- Passage shown
** begin **
Sixteen quota places were available with each nation restricted to a maximum of one spot. Five quota places were awarded at the 2023 World Wrestling Championships, which took place from the 16th to 24th of September in Belgrade, Serbia. The finalists of each category in the four continental qualification tournaments (Asia, Europe, the Americas, and the joint Africa & Oceania) were awarded quota places. The remainder of the total quota was allocated at the 2024 World Wrestling Olympic Qualification Tournament, offering a minimum of three quota places.

== Schedule ==
All times are Central European Time (UTC+02:00)

| Date | Time | Event |
| 5 August 2024 | 15:00 | Qualification rounds |
| 21:00 | Semifinals |
| 6 August 2024 | 11:00 | Repechage |
| 20:05 | Finals |

== Results ==
Sixteen athletes qualified for the competition.
** end **
- Provided data
** begin **
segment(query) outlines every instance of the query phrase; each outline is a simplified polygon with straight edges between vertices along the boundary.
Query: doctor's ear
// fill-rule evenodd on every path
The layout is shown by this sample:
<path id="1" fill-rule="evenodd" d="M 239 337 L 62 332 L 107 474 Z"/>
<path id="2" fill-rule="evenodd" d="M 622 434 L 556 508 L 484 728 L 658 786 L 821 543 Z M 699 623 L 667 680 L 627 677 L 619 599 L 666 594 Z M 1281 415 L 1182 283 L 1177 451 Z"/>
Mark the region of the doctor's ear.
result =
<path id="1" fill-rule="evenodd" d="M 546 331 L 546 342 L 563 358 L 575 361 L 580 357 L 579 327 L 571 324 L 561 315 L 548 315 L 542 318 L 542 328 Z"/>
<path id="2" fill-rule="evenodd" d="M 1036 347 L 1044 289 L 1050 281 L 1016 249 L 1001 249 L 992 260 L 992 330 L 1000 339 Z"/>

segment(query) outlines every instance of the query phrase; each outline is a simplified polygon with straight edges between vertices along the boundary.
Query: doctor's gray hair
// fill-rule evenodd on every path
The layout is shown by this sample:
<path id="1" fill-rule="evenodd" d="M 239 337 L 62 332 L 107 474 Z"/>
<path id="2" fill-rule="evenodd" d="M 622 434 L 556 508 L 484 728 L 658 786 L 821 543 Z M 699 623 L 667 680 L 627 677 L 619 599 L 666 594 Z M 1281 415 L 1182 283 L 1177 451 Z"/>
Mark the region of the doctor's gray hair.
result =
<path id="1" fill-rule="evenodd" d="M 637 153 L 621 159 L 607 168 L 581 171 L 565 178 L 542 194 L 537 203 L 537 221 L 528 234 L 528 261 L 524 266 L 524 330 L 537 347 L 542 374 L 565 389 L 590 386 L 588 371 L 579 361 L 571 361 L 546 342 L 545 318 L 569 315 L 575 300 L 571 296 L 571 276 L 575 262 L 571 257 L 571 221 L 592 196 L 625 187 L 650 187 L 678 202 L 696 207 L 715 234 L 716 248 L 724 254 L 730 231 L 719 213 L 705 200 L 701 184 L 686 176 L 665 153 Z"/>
** end **
- To be done
A. From the wrestling passage, print the text starting with "Sixteen quota places" and going on through "three quota places.".
B. Rewrite the paragraph of the wrestling passage that begins "Sixteen quota places were available" as a bulleted list that keeps its main facts.
C. Decide whether each statement agrees with the wrestling passage. Answer yes or no, and quote the words from the passage that decide it.
(i) No nation could receive more than one quota place.
(ii) Seven quota places were awarded at the 2023 World Wrestling Championships.
(iii) The listed times use Central European Time.

- Answer set
A.
Sixteen quota places were available with each nation restricted to a maximum of one spot. Five quota places were awarded at the 2023 World Wrestling Championships, which took place from the 16th to 24th of September in Belgrade, Serbia. The finalists of each category in the four continental qualification tournaments (Asia, Europe, the Americas, and the joint Africa & Oceania) were awarded quota places. The remainder of the total quota was allocated at the 2024 World Wrestling Olympic Qualification Tournament, offering a minimum of three quota places.

B.
- Total quota places: sixteen, with each nation limited to a maximum of one spot.
- 2023 World Wrestling Championships (16–24 September, Belgrade, Serbia): five quota places awarded.
- Four continental qualification tournaments (Asia, Europe, the Americas, and the joint Africa & Oceania): quota places awarded to the finalists of each category.
- 2024 World Wrestling Olympic Qualification Tournament: the remainder of the quota allocated, with a minimum of three places offered.

C.
(i) Yes: "each nation restricted to a maximum of one spot"
(ii) No: "Five quota places were awarded at the 2023 World Wrestling Championships"
(iii) Yes: "All times are Central European Time (UTC+02:00)"